WORK INSTRUCTIONS: Write out each entry, exactly the way it appears.
:: INPUT RECORDS ::
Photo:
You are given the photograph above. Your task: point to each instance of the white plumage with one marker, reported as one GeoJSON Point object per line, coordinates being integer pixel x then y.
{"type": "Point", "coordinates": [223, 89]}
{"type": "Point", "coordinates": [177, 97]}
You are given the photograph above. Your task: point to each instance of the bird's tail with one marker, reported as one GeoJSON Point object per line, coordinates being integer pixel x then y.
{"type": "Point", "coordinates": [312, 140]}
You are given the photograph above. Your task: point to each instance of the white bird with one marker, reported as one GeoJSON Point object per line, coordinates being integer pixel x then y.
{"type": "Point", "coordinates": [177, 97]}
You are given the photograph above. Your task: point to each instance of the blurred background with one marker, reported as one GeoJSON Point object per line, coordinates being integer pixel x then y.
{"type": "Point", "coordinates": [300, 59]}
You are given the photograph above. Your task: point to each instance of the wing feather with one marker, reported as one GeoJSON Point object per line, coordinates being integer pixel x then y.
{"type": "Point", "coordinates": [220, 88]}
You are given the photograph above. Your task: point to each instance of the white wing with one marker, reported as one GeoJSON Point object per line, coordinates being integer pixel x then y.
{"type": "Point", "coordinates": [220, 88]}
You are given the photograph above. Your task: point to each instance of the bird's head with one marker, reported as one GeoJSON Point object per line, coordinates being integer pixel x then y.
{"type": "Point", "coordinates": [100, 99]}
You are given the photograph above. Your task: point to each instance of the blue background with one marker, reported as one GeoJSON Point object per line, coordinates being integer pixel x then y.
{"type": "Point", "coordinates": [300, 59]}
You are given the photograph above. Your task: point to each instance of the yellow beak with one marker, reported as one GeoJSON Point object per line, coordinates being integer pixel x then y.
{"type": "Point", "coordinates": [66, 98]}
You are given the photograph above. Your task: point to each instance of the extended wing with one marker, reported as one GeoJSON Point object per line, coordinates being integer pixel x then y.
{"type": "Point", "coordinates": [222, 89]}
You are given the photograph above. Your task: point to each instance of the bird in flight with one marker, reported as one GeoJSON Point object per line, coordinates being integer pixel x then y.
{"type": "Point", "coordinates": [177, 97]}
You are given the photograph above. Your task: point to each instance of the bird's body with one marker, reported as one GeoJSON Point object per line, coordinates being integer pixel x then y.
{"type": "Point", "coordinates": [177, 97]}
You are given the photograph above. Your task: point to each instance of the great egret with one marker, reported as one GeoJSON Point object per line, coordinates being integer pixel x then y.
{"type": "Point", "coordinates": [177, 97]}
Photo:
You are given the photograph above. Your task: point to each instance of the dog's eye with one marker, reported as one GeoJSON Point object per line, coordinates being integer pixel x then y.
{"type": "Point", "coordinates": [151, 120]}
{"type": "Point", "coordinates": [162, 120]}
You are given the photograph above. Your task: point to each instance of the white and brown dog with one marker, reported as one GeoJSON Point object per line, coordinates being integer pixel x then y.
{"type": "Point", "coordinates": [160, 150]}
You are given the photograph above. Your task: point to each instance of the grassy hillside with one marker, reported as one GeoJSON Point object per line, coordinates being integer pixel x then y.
:::
COMPLETE OUTPUT:
Photo:
You are given the photograph above. Your task: point to each instance of the white plumage with one marker, reported as one GeoJSON Point object per line, coordinates being integer pixel x then y.
{"type": "Point", "coordinates": [223, 89]}
{"type": "Point", "coordinates": [177, 97]}
You are given the photograph above. Your task: point to each instance of the bird's tail with one marker, reported as one GeoJSON Point object per line, coordinates being integer pixel x then y.
{"type": "Point", "coordinates": [312, 140]}
You are given the photograph above. Your task: point to each instance of the white bird with one marker, reported as one GeoJSON Point object per line, coordinates being integer pixel x then y.
{"type": "Point", "coordinates": [177, 97]}
You are given the photograph above. Your task: point to each instance of the blurred background with one marker, reported as one GeoJSON Point object per line, coordinates being integer pixel x then y.
{"type": "Point", "coordinates": [300, 59]}
You are given the photograph above. Your task: point to each instance of the wing feather with one marker, reported as one GeoJSON Point object per line, coordinates being integer pixel x then y.
{"type": "Point", "coordinates": [220, 88]}
You are given the photograph above. Your task: point to each instance of the white wing with one marker, reported as one GeoJSON Point object per line, coordinates being integer pixel x then y.
{"type": "Point", "coordinates": [220, 88]}
You are given the photograph above. Your task: point to each instance of the bird's head with one marker, reported as one GeoJSON Point object per line, coordinates being integer pixel x then y.
{"type": "Point", "coordinates": [100, 99]}
You are given the photograph above. Your task: point to each instance of the blue background with one marker, reported as one GeoJSON Point object per line, coordinates being integer pixel x then y.
{"type": "Point", "coordinates": [300, 59]}
You are given the photograph above. Your task: point to each instance of the yellow beak with one marker, reported as one GeoJSON Point object per line, coordinates being integer pixel x then y.
{"type": "Point", "coordinates": [66, 98]}
You are given the photograph above. Your task: point to each instance of the extended wing with one marker, reported as one GeoJSON Point object per line, coordinates being integer pixel x then y.
{"type": "Point", "coordinates": [222, 89]}
You are given the photograph above. Your task: point to each instance of the bird in flight with one marker, reported as one GeoJSON Point object per line, coordinates being integer pixel x then y.
{"type": "Point", "coordinates": [177, 97]}
You are given the photograph above. Your task: point to each instance of the bird's body with one marker, reported as one GeoJSON Point object per line, coordinates being integer pixel x then y.
{"type": "Point", "coordinates": [177, 97]}
You are given the photograph above. Your task: point to each instance of the great egret with one marker, reported as one GeoJSON Point object per line, coordinates being integer pixel x then y.
{"type": "Point", "coordinates": [177, 97]}
Photo:
You are given the photograph above. Your task: point to each instance of the dog's eye with one marker, reported as one GeoJSON Point object per line, coordinates being integer pixel x then y.
{"type": "Point", "coordinates": [151, 120]}
{"type": "Point", "coordinates": [162, 120]}
You are given the photograph above. Your task: point to each instance of the white and brown dog with one marker, reported as one GeoJSON Point object per line, coordinates being integer pixel x then y.
{"type": "Point", "coordinates": [160, 150]}
You are given the photograph above. Your task: point to each instance of the grassy hillside with one marker, reported as one GeoJSON Point object per line, coordinates being integer pixel x then y.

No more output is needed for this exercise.